## [ASSIGNMENT]
Using the entries below, write out the line with "of the granite", the line with "of the silver", and every line in between, exactly as each is written.

## [MATERIAL SHOWN]
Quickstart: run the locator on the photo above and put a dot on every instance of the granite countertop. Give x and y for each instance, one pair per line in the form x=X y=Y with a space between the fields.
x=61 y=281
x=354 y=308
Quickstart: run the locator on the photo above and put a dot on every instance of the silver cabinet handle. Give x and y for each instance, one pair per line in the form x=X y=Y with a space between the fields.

* * *

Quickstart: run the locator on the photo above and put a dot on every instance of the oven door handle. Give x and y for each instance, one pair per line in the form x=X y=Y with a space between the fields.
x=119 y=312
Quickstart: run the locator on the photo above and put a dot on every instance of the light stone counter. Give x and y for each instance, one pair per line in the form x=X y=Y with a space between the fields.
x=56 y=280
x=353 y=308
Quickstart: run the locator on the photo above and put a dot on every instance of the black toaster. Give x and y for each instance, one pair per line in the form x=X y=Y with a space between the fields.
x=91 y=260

--

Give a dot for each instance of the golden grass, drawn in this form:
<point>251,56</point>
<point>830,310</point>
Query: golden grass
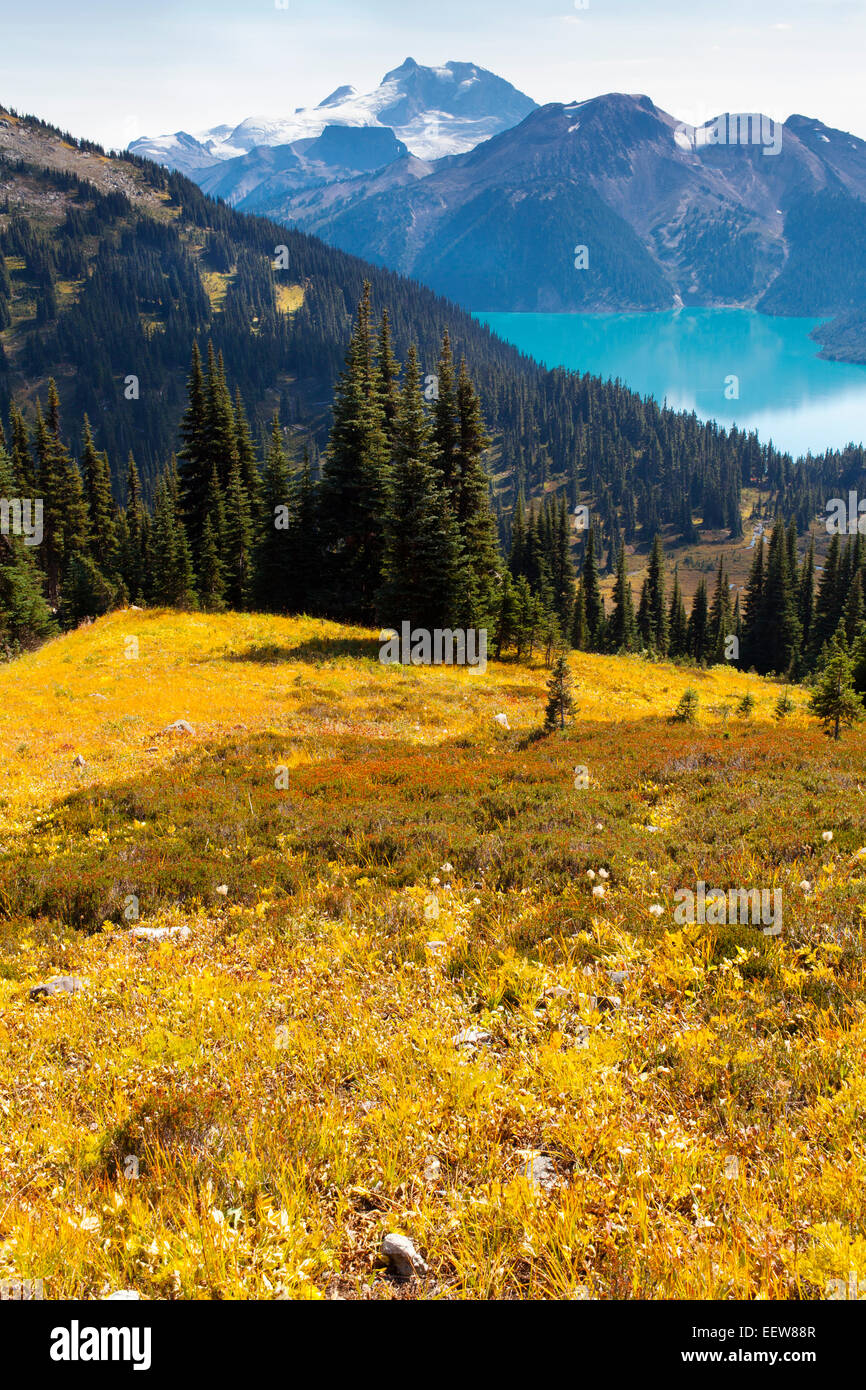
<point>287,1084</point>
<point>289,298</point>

## [RESPONSE TO THIS EXERCISE]
Quickstart: run the locator on the photo above and put a dot on every instance of the granite countertop. Give x and y for each instance, one pair per line in the form x=X y=Y with a space between the fields.
x=61 y=281
x=354 y=308
Quickstart: run the locator on the photo above and put a dot on every instance of the silver cabinet handle. Give x and y for each instance, one pair per line in the form x=X y=Y with a space between the fields.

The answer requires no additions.